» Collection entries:
===
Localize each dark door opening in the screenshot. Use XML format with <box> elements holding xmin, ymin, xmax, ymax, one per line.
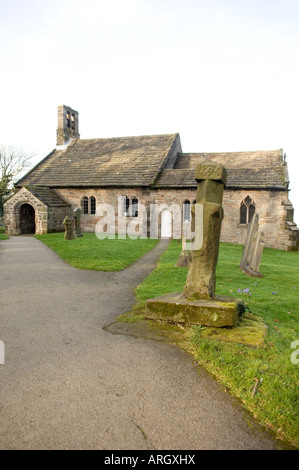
<box><xmin>20</xmin><ymin>204</ymin><xmax>36</xmax><ymax>234</ymax></box>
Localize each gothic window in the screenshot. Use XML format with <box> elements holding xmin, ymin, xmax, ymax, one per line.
<box><xmin>90</xmin><ymin>196</ymin><xmax>96</xmax><ymax>215</ymax></box>
<box><xmin>131</xmin><ymin>197</ymin><xmax>138</xmax><ymax>217</ymax></box>
<box><xmin>240</xmin><ymin>202</ymin><xmax>247</xmax><ymax>224</ymax></box>
<box><xmin>82</xmin><ymin>196</ymin><xmax>89</xmax><ymax>215</ymax></box>
<box><xmin>240</xmin><ymin>196</ymin><xmax>255</xmax><ymax>224</ymax></box>
<box><xmin>183</xmin><ymin>200</ymin><xmax>191</xmax><ymax>222</ymax></box>
<box><xmin>71</xmin><ymin>113</ymin><xmax>75</xmax><ymax>130</ymax></box>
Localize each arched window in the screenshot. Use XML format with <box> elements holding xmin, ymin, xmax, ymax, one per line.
<box><xmin>131</xmin><ymin>197</ymin><xmax>138</xmax><ymax>218</ymax></box>
<box><xmin>90</xmin><ymin>196</ymin><xmax>96</xmax><ymax>215</ymax></box>
<box><xmin>82</xmin><ymin>196</ymin><xmax>88</xmax><ymax>215</ymax></box>
<box><xmin>240</xmin><ymin>202</ymin><xmax>247</xmax><ymax>224</ymax></box>
<box><xmin>66</xmin><ymin>111</ymin><xmax>71</xmax><ymax>128</ymax></box>
<box><xmin>183</xmin><ymin>200</ymin><xmax>191</xmax><ymax>222</ymax></box>
<box><xmin>240</xmin><ymin>196</ymin><xmax>255</xmax><ymax>224</ymax></box>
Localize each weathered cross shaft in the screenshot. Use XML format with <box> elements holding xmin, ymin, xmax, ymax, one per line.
<box><xmin>145</xmin><ymin>162</ymin><xmax>244</xmax><ymax>328</ymax></box>
<box><xmin>183</xmin><ymin>163</ymin><xmax>227</xmax><ymax>299</ymax></box>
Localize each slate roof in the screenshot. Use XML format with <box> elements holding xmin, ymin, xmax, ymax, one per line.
<box><xmin>27</xmin><ymin>187</ymin><xmax>70</xmax><ymax>206</ymax></box>
<box><xmin>175</xmin><ymin>150</ymin><xmax>285</xmax><ymax>170</ymax></box>
<box><xmin>17</xmin><ymin>135</ymin><xmax>289</xmax><ymax>191</ymax></box>
<box><xmin>156</xmin><ymin>150</ymin><xmax>289</xmax><ymax>190</ymax></box>
<box><xmin>17</xmin><ymin>134</ymin><xmax>181</xmax><ymax>188</ymax></box>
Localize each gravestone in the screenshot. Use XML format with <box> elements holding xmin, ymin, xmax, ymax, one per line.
<box><xmin>63</xmin><ymin>216</ymin><xmax>75</xmax><ymax>240</ymax></box>
<box><xmin>175</xmin><ymin>235</ymin><xmax>190</xmax><ymax>267</ymax></box>
<box><xmin>73</xmin><ymin>207</ymin><xmax>83</xmax><ymax>237</ymax></box>
<box><xmin>240</xmin><ymin>213</ymin><xmax>264</xmax><ymax>277</ymax></box>
<box><xmin>146</xmin><ymin>163</ymin><xmax>243</xmax><ymax>327</ymax></box>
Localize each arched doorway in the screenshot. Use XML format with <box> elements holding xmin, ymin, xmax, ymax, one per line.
<box><xmin>161</xmin><ymin>209</ymin><xmax>172</xmax><ymax>238</ymax></box>
<box><xmin>20</xmin><ymin>204</ymin><xmax>36</xmax><ymax>234</ymax></box>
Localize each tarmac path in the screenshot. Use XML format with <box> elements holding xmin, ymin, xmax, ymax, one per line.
<box><xmin>0</xmin><ymin>236</ymin><xmax>288</xmax><ymax>450</ymax></box>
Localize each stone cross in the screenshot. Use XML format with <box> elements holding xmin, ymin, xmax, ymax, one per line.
<box><xmin>63</xmin><ymin>216</ymin><xmax>75</xmax><ymax>240</ymax></box>
<box><xmin>145</xmin><ymin>163</ymin><xmax>244</xmax><ymax>328</ymax></box>
<box><xmin>240</xmin><ymin>213</ymin><xmax>264</xmax><ymax>277</ymax></box>
<box><xmin>183</xmin><ymin>163</ymin><xmax>227</xmax><ymax>299</ymax></box>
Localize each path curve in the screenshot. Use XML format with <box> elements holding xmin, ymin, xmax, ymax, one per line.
<box><xmin>0</xmin><ymin>236</ymin><xmax>287</xmax><ymax>450</ymax></box>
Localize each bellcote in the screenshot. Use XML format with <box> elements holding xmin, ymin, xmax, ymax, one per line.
<box><xmin>56</xmin><ymin>105</ymin><xmax>80</xmax><ymax>146</ymax></box>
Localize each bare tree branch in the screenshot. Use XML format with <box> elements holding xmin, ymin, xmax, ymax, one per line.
<box><xmin>0</xmin><ymin>145</ymin><xmax>34</xmax><ymax>186</ymax></box>
<box><xmin>0</xmin><ymin>145</ymin><xmax>34</xmax><ymax>215</ymax></box>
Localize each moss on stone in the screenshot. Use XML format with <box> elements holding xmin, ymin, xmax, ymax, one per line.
<box><xmin>108</xmin><ymin>310</ymin><xmax>267</xmax><ymax>348</ymax></box>
<box><xmin>198</xmin><ymin>313</ymin><xmax>267</xmax><ymax>348</ymax></box>
<box><xmin>145</xmin><ymin>292</ymin><xmax>241</xmax><ymax>327</ymax></box>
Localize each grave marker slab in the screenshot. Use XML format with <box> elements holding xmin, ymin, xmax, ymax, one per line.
<box><xmin>73</xmin><ymin>207</ymin><xmax>83</xmax><ymax>237</ymax></box>
<box><xmin>240</xmin><ymin>213</ymin><xmax>264</xmax><ymax>277</ymax></box>
<box><xmin>175</xmin><ymin>235</ymin><xmax>190</xmax><ymax>267</ymax></box>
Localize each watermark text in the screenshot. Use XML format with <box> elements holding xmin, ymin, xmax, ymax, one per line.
<box><xmin>95</xmin><ymin>198</ymin><xmax>203</xmax><ymax>251</ymax></box>
<box><xmin>291</xmin><ymin>340</ymin><xmax>299</xmax><ymax>364</ymax></box>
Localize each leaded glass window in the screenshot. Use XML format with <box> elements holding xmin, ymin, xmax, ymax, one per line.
<box><xmin>90</xmin><ymin>196</ymin><xmax>96</xmax><ymax>215</ymax></box>
<box><xmin>82</xmin><ymin>196</ymin><xmax>88</xmax><ymax>215</ymax></box>
<box><xmin>240</xmin><ymin>196</ymin><xmax>255</xmax><ymax>224</ymax></box>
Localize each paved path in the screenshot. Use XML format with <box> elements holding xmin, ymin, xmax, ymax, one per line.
===
» What needs to be done: Every last line above must be reproduced as written, and no pictures belong in the copy.

» Solution to this task:
Localize each dark door opening in the screenshot. Use XML format with <box> elements holding xmin, ymin, xmax, ymax, one per line.
<box><xmin>20</xmin><ymin>204</ymin><xmax>36</xmax><ymax>234</ymax></box>
Localize each gothic window in the screenshot. Use XML format with <box> elements holding xmin, ymin, xmax, ymax, one per line.
<box><xmin>90</xmin><ymin>196</ymin><xmax>96</xmax><ymax>215</ymax></box>
<box><xmin>131</xmin><ymin>197</ymin><xmax>138</xmax><ymax>217</ymax></box>
<box><xmin>240</xmin><ymin>202</ymin><xmax>247</xmax><ymax>224</ymax></box>
<box><xmin>82</xmin><ymin>196</ymin><xmax>89</xmax><ymax>215</ymax></box>
<box><xmin>240</xmin><ymin>196</ymin><xmax>255</xmax><ymax>224</ymax></box>
<box><xmin>183</xmin><ymin>200</ymin><xmax>191</xmax><ymax>222</ymax></box>
<box><xmin>71</xmin><ymin>113</ymin><xmax>75</xmax><ymax>130</ymax></box>
Localize each arched window in the screenshot. Use XML format with <box> elements holding xmin, ymin, xmax, ymax, one per line.
<box><xmin>131</xmin><ymin>197</ymin><xmax>138</xmax><ymax>218</ymax></box>
<box><xmin>90</xmin><ymin>196</ymin><xmax>96</xmax><ymax>215</ymax></box>
<box><xmin>82</xmin><ymin>196</ymin><xmax>88</xmax><ymax>215</ymax></box>
<box><xmin>240</xmin><ymin>202</ymin><xmax>247</xmax><ymax>224</ymax></box>
<box><xmin>66</xmin><ymin>111</ymin><xmax>71</xmax><ymax>128</ymax></box>
<box><xmin>183</xmin><ymin>200</ymin><xmax>191</xmax><ymax>222</ymax></box>
<box><xmin>240</xmin><ymin>196</ymin><xmax>255</xmax><ymax>224</ymax></box>
Localize each weathered cross shaft in the screenshot. Use XML format with <box> elements holding xmin, ymin, xmax, ymax, one per line.
<box><xmin>145</xmin><ymin>162</ymin><xmax>244</xmax><ymax>328</ymax></box>
<box><xmin>183</xmin><ymin>163</ymin><xmax>227</xmax><ymax>299</ymax></box>
Localize each slate roof in the screenshot. Use XML format with <box> elements holding xmin, ymin, xmax, ymax, one per line.
<box><xmin>27</xmin><ymin>187</ymin><xmax>70</xmax><ymax>206</ymax></box>
<box><xmin>175</xmin><ymin>150</ymin><xmax>285</xmax><ymax>170</ymax></box>
<box><xmin>17</xmin><ymin>135</ymin><xmax>289</xmax><ymax>191</ymax></box>
<box><xmin>156</xmin><ymin>150</ymin><xmax>289</xmax><ymax>190</ymax></box>
<box><xmin>17</xmin><ymin>134</ymin><xmax>181</xmax><ymax>188</ymax></box>
Localize each gravestone in the screenshot. Use XML format with <box> elements holding xmin, ymin, xmax, ymax, one per line.
<box><xmin>63</xmin><ymin>216</ymin><xmax>75</xmax><ymax>240</ymax></box>
<box><xmin>175</xmin><ymin>235</ymin><xmax>190</xmax><ymax>267</ymax></box>
<box><xmin>73</xmin><ymin>207</ymin><xmax>83</xmax><ymax>237</ymax></box>
<box><xmin>240</xmin><ymin>213</ymin><xmax>264</xmax><ymax>277</ymax></box>
<box><xmin>146</xmin><ymin>163</ymin><xmax>243</xmax><ymax>327</ymax></box>
Localize each arched doorway in the screenshot. Use XML format with <box> elements holding xmin, ymin, xmax, ymax, one per line.
<box><xmin>161</xmin><ymin>209</ymin><xmax>172</xmax><ymax>238</ymax></box>
<box><xmin>20</xmin><ymin>204</ymin><xmax>36</xmax><ymax>234</ymax></box>
Localize each tarmac path in the screenshot. Use XML format with <box> elements holding xmin, ymin, xmax, ymax, one per line.
<box><xmin>0</xmin><ymin>236</ymin><xmax>288</xmax><ymax>450</ymax></box>
Localize each stone cross in the screenshot. Use XML format with <box> elements holding xmin, ymin, xmax, ymax, one per line.
<box><xmin>63</xmin><ymin>216</ymin><xmax>75</xmax><ymax>240</ymax></box>
<box><xmin>145</xmin><ymin>163</ymin><xmax>244</xmax><ymax>328</ymax></box>
<box><xmin>240</xmin><ymin>213</ymin><xmax>264</xmax><ymax>277</ymax></box>
<box><xmin>183</xmin><ymin>163</ymin><xmax>227</xmax><ymax>299</ymax></box>
Localize each path curve in the screenshot. Use XML format with <box> elements holding xmin, ymin, xmax, ymax, one per line.
<box><xmin>0</xmin><ymin>236</ymin><xmax>287</xmax><ymax>450</ymax></box>
Localize each bellcote in the screenshot. Use XML format with <box> elements holding xmin, ymin, xmax, ymax, one per line.
<box><xmin>56</xmin><ymin>105</ymin><xmax>80</xmax><ymax>146</ymax></box>
Localize each bare tree branch in the screenshot. Use XML format with <box> elements holding xmin, ymin, xmax, ymax, one per line.
<box><xmin>0</xmin><ymin>145</ymin><xmax>34</xmax><ymax>186</ymax></box>
<box><xmin>0</xmin><ymin>145</ymin><xmax>34</xmax><ymax>215</ymax></box>
Localize each moss on stone in the screenshot. Use XML format with <box> elements holding xmin, ymin, xmax, ymax, one per line.
<box><xmin>108</xmin><ymin>310</ymin><xmax>267</xmax><ymax>348</ymax></box>
<box><xmin>198</xmin><ymin>313</ymin><xmax>267</xmax><ymax>348</ymax></box>
<box><xmin>145</xmin><ymin>292</ymin><xmax>241</xmax><ymax>327</ymax></box>
Localize each grave marker slab in the screenshot. Use XML format with <box> elements holding xmin, ymin, xmax, ymax, one per line.
<box><xmin>73</xmin><ymin>207</ymin><xmax>83</xmax><ymax>237</ymax></box>
<box><xmin>240</xmin><ymin>213</ymin><xmax>264</xmax><ymax>277</ymax></box>
<box><xmin>175</xmin><ymin>235</ymin><xmax>190</xmax><ymax>267</ymax></box>
Localize each watermark text in the screenshot. Use XML format with <box> elements holding xmin, ymin, xmax, ymax, one per line.
<box><xmin>95</xmin><ymin>198</ymin><xmax>203</xmax><ymax>251</ymax></box>
<box><xmin>291</xmin><ymin>340</ymin><xmax>299</xmax><ymax>364</ymax></box>
Localize each leaded glass window in the screenshot. Use XML format with <box> elements holding xmin, ymin, xmax, ymax, one per line.
<box><xmin>90</xmin><ymin>196</ymin><xmax>96</xmax><ymax>215</ymax></box>
<box><xmin>82</xmin><ymin>196</ymin><xmax>88</xmax><ymax>215</ymax></box>
<box><xmin>240</xmin><ymin>196</ymin><xmax>255</xmax><ymax>224</ymax></box>
Localize each paved path in the screenshot. Use XML format with <box> elements holding xmin, ymin, xmax, ymax, one per line.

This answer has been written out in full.